──────── DATA RECORDS ────────
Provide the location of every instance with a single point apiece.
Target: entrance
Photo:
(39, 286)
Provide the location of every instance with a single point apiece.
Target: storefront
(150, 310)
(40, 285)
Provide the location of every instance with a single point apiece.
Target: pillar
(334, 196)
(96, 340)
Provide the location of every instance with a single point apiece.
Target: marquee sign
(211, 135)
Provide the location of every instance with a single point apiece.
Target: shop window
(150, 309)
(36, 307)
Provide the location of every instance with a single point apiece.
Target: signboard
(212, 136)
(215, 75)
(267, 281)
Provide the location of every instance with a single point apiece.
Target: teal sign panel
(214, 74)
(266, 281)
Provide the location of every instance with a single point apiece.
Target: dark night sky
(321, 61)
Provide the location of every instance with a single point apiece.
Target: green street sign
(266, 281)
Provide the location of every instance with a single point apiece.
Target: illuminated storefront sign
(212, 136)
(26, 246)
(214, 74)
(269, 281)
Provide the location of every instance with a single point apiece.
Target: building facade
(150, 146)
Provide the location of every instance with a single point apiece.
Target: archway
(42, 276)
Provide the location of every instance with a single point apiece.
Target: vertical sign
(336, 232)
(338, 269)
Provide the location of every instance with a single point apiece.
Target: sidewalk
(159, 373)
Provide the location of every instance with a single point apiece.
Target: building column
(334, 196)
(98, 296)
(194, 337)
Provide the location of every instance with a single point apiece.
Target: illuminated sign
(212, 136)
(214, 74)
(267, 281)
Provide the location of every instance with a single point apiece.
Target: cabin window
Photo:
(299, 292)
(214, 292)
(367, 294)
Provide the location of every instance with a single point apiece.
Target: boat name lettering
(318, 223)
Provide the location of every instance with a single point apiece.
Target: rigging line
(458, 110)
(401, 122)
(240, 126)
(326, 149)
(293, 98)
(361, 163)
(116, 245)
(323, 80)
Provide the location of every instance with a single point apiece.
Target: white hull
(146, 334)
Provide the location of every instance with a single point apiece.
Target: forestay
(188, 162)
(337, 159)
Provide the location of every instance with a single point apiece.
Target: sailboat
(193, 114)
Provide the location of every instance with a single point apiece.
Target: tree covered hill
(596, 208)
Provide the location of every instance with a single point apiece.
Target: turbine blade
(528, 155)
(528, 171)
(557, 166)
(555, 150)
────────
§ **ACTIVITY**:
Please restate the whole listing word for word.

§ **ANSWER FOR THIS EXERCISE**:
Provide the location of every instance with a single point apiece.
Target: entrance
Photo:
(39, 286)
Provide the location of every instance with a single point apiece.
Target: storefront
(150, 310)
(40, 285)
Provide the location of every instance with a single point apiece.
Target: pillar
(334, 196)
(96, 340)
Provide the location of every instance with a single point apiece.
Target: marquee sign
(211, 135)
Provide the location of every instance with a single point apiece.
Target: shop window
(150, 309)
(36, 307)
Provide the location of every instance with a single point apiece.
Target: signboard
(212, 136)
(215, 75)
(267, 281)
Provide the location of every instance with a single point apiece.
Target: teal sign panel
(214, 74)
(266, 281)
Provide the location of every instance with a single point apiece.
Target: dark night sky
(321, 61)
Provide the location of every instance with a single point apiece.
Target: green street sign
(266, 281)
Provide the location of every instance with a single point apiece.
Target: illuminated storefront sign
(212, 136)
(26, 246)
(214, 74)
(269, 281)
Provide the location of every instance with a single point apiece.
Target: building facade
(150, 146)
Provide the location of every instance with a single point apiece.
Target: archway
(42, 276)
Provide the location of every instance with a single point apiece.
Target: vertical sign
(336, 232)
(338, 269)
Provide the location of every instance with a single point apiece.
Target: sidewalk
(159, 373)
Provide the location of every instance with a single point apiece.
Target: building column
(334, 196)
(98, 296)
(194, 337)
Provide the location of every instance with a single point apiece.
Target: illuminated sign
(212, 136)
(214, 74)
(267, 281)
Provide the location of every instance with a single point apiece.
Target: cabin window
Photo:
(299, 292)
(214, 292)
(367, 294)
Provide the location of every instance with a single point apiece.
Target: boat name lettering
(318, 223)
Provide the location of every instance with a single point apiece.
Target: rigging line
(458, 110)
(401, 122)
(240, 126)
(326, 149)
(293, 98)
(361, 163)
(116, 245)
(323, 80)
Provide the location of every instance with a single point apiece.
Target: white hull
(146, 334)
Provide the location of every instance with a single point apiece.
Target: forestay
(188, 162)
(337, 159)
Provide the location of every instance with a single point apiece.
Target: sailboat
(193, 114)
Provide the location of every instance with a single point apiece.
Target: tree covered hill
(596, 208)
Provide the location of every instance with a single point apiece.
Target: turbine blade
(528, 155)
(528, 171)
(557, 166)
(555, 150)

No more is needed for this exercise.